____ Çalışma metni

Borç konusunda bu işlerden az çok anlayan bir insan olarak naçizhane yorumumu yapayım;
Önemli olan borcu azaltmak, devlete ve özel kurumlara borç sildirmek/sildirmeye çalışmak değildir.
Mesele, sürekli borç bulabilir olmak, ve sağa borcunu sildirip "batakçı" konumuna düşmemektir.
Borcun yüksek olmasından değil borç bulunamamasından, borç sildirmekten ve kötü idari yönetimden (oyunculara astronomik rakamlar ödenmesi, sportif başarısızlık, kötü sponsorluk anlaşmaları vs.) korkun asıl. Ama çok şükür bu alanlarda kaygı verecek bir durumda değiliz henüz.
5-6 yıl önceki durumumuz böyleydi ama borç alamıyorduk bütün kredilerimiz bitmiş
sponsor bulamıyor. bakkaldan veresiye ekmek alamıyorduk. Borç olur eğer borç taksitlerini ödeyebiliyorsan
güvenilir şirketsin demektir. şimdi renklilerin durumuda böyle borçlar ödenemiyor gelirler düşmüş
sponsorlar çekilmiş. Bizden farklı olarak biz zora düştük camia ayaklandı daha fazla ürün satışı daha fazla kombine
taraftarın kulübe sarılması sponsorlarıda çekti. sponsorların gelmesi parayıda getirdi yürütülebilir ekonomiye döndük.

________

● Yönergeler:
1. Borç hakkındaki yazıya göre asıl korkulması gereken şeyler nelerdir?
2. Borç hakkındaki yazıda kulübün yeniden yürütülebilir bir ekonomiye nasıl döndüğünü, yazının verdiği gerekçelerle açıklayın.
3. Lütfen borç hakkındaki yazıyı kaldığı yerden sürdürün.
Buradaki materyale ihtiyacınız olmayacak.

____ Alıştırma verileri

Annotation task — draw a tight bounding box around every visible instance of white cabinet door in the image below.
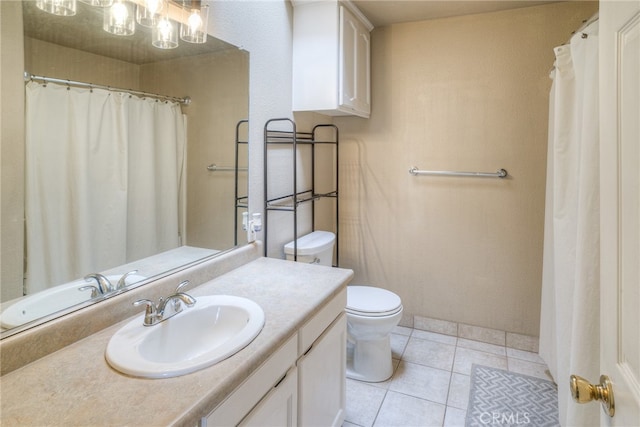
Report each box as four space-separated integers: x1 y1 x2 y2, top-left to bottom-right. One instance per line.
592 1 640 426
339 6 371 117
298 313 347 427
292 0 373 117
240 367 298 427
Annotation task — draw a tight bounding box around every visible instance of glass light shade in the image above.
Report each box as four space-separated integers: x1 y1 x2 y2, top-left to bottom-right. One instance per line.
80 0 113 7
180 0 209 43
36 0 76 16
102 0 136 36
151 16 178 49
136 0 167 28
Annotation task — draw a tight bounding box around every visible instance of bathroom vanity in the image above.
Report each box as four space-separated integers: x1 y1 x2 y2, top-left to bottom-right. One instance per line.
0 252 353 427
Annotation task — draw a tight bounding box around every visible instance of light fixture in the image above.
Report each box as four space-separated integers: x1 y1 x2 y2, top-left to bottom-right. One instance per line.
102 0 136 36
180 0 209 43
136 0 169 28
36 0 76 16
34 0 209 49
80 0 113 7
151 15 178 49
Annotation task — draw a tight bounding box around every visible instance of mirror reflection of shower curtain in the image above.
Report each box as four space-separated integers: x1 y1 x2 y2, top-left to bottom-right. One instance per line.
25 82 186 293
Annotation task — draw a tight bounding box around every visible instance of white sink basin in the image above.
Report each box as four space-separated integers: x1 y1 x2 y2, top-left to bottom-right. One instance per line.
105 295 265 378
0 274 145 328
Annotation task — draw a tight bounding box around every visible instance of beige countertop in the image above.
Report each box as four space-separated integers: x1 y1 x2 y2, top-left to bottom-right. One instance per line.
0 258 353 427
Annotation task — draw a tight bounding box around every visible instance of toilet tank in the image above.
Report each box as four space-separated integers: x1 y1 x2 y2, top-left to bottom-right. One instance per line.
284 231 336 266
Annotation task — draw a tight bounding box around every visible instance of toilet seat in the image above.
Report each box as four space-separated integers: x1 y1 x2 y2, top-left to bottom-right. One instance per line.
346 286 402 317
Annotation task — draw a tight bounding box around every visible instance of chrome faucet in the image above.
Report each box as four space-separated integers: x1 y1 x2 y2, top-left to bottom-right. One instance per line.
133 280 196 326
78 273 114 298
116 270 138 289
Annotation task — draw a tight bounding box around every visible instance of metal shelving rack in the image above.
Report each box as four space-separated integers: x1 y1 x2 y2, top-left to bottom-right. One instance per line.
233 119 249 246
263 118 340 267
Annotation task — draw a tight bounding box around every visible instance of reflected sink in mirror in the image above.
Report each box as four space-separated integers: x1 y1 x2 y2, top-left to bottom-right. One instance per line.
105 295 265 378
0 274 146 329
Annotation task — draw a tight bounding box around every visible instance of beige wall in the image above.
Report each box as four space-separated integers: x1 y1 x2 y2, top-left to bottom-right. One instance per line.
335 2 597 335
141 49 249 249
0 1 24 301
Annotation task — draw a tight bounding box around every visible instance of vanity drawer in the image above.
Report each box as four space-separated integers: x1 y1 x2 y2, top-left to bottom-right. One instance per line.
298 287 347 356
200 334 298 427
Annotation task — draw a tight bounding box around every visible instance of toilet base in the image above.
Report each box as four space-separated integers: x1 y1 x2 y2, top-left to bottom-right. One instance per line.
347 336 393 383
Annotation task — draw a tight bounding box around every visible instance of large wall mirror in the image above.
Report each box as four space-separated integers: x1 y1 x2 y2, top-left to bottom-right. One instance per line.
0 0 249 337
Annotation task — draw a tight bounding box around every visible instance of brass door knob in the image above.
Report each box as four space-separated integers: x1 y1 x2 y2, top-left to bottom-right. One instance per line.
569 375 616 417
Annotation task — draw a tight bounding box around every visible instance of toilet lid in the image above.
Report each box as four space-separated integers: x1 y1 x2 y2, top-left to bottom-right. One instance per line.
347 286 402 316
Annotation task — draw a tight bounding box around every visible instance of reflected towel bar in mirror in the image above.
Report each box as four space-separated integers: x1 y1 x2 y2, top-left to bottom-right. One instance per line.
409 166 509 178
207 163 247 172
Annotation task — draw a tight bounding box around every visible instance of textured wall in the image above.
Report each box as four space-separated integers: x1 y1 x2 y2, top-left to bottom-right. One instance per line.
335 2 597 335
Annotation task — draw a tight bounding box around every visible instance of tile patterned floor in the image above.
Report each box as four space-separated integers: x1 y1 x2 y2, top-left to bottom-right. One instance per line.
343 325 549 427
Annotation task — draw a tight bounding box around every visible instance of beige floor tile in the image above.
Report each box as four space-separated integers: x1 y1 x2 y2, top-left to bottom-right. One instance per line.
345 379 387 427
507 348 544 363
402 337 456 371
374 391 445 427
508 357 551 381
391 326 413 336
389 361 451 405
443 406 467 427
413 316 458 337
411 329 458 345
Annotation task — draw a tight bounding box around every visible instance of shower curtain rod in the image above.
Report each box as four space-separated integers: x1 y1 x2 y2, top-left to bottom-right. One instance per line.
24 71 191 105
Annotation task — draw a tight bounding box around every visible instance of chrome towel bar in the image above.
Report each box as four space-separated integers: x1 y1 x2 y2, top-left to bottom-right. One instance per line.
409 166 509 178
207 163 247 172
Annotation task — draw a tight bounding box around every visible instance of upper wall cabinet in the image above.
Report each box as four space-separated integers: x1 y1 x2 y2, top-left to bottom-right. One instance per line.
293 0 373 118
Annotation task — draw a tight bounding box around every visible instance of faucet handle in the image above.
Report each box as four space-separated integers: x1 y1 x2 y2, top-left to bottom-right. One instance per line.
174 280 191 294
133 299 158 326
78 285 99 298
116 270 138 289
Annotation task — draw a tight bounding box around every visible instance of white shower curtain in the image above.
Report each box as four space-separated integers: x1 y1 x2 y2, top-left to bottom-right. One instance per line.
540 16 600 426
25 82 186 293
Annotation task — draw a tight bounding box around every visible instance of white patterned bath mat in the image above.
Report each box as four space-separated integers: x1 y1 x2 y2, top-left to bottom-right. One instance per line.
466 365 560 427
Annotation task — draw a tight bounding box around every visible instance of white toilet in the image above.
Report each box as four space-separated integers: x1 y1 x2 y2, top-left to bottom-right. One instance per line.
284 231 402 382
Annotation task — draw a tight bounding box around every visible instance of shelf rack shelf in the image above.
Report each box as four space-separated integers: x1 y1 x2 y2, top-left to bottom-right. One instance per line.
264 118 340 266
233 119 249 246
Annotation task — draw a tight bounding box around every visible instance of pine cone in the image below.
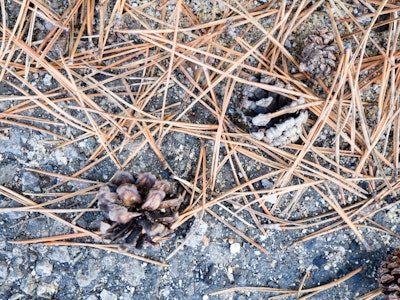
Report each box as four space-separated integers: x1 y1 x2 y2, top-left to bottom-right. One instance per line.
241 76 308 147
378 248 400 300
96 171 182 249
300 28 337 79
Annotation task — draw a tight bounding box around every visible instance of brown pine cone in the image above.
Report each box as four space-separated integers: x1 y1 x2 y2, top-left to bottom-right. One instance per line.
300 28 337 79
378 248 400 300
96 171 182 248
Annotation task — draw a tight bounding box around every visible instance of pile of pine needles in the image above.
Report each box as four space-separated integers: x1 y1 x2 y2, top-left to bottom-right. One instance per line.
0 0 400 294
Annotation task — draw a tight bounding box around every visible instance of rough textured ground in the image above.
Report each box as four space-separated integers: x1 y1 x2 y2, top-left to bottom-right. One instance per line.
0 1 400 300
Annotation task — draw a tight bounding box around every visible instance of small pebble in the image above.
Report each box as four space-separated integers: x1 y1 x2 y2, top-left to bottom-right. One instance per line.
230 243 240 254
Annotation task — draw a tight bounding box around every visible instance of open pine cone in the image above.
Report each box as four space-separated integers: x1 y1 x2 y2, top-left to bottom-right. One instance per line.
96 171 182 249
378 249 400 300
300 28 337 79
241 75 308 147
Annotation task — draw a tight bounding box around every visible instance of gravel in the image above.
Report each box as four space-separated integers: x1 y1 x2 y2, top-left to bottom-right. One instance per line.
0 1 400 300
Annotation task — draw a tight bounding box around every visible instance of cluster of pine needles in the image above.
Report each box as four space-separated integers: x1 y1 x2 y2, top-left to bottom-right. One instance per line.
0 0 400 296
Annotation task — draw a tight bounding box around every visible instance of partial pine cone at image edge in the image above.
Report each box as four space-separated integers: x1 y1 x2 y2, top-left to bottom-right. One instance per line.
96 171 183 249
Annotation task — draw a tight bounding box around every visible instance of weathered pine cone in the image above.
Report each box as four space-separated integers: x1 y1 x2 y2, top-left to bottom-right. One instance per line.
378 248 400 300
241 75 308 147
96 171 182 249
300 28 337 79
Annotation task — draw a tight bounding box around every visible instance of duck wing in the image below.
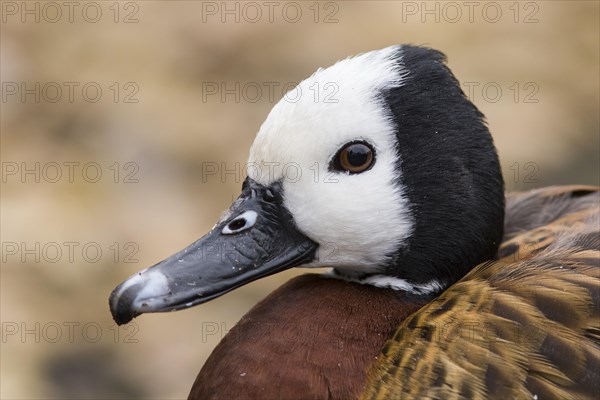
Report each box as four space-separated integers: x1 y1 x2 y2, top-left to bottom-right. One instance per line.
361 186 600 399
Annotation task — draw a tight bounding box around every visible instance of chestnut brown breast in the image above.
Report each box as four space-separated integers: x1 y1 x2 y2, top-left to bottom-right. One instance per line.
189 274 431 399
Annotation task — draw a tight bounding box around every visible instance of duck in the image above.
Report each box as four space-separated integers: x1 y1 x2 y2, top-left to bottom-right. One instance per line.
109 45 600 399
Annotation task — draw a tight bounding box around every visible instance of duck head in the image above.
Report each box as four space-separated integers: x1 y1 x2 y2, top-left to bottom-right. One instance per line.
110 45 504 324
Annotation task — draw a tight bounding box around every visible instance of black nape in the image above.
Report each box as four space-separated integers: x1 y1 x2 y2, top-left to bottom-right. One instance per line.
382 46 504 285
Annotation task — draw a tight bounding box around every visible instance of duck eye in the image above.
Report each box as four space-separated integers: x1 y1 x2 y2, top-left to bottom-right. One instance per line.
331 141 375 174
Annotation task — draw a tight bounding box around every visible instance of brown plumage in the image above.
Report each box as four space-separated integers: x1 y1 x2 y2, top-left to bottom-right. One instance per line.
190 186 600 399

________
____ Alıştırma verileri

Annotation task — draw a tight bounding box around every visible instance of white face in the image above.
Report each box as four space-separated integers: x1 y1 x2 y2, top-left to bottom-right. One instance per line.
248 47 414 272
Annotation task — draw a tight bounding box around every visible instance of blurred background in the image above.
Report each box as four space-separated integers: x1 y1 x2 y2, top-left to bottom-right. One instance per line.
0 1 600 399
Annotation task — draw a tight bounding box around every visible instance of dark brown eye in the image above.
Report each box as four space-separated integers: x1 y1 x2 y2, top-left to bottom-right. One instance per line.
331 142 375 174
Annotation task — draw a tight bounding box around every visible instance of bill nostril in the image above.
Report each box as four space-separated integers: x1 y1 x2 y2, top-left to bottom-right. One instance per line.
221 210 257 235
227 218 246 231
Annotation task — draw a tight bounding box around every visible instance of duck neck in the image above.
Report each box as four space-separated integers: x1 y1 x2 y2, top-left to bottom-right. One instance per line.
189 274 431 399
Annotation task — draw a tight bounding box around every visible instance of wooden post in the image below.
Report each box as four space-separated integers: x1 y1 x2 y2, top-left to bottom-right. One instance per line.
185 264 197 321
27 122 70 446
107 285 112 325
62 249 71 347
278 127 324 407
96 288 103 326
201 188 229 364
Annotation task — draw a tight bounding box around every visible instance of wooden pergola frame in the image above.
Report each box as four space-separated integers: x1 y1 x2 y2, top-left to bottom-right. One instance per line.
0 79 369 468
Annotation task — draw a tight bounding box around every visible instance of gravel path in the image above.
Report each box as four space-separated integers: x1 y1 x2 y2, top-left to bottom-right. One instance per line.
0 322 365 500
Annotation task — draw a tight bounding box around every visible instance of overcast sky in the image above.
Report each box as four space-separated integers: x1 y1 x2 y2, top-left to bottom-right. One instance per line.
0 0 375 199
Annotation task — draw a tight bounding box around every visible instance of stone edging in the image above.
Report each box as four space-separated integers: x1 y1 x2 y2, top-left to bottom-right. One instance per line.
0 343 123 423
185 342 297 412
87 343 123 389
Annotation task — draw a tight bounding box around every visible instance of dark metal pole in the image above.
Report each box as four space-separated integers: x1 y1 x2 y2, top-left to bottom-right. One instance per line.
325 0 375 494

________

● Görevlere göre yanıtlar:
1. Borç bulunamaması, borç sildirmek ve kötü idari yönetim.

2. Kulüp zora düşünce camia ayaklandı. Daha fazla ürün ve kombine satıldı, taraftarın kulübe sarılması da sponsorları çekti. Sponsorların gelmesi parayı getirdi ve kulüp yürütülebilir bir ekonomiye döndü.

3.
feda sezonu şimdi kavrayamayacak insanlar gelecekte görecekler nasıl bıçak sırtından döndüğümüzü.
tıpkı üstünkayanın dönemindeki Beşiktaş için bir kibrit çak kampanyası gibi o dönem camia ayaklanmıştı gene
alt yapıya serpil hamdi Tüzin in getirilmesi oyuncu alamadığımız için zorunluluktan alt yapı oyuncularıyla devam etmemiz
Sebanın konumsal ilişkileri sayesinde camianın toparlanması Beşiktaşın bütçesinin denk hale gelmesi gene Sebanın
ilişkileri sayesinde fulya gibi arazilerin Beşiktaşın envanterine girmesi o zamanda bıçak sırtından dönmüştük
şimdide döndük durumumuz düzeldimi yok ama şimdi ödeyebiliyoruz aktif bir kulüp var. şu anda hiç olmadığı kadar
Beşiktaş dinamikleri ayaklanmış durumda seba ve üstünkaya dönemlerinden çok daha büyük işler başarılıyor.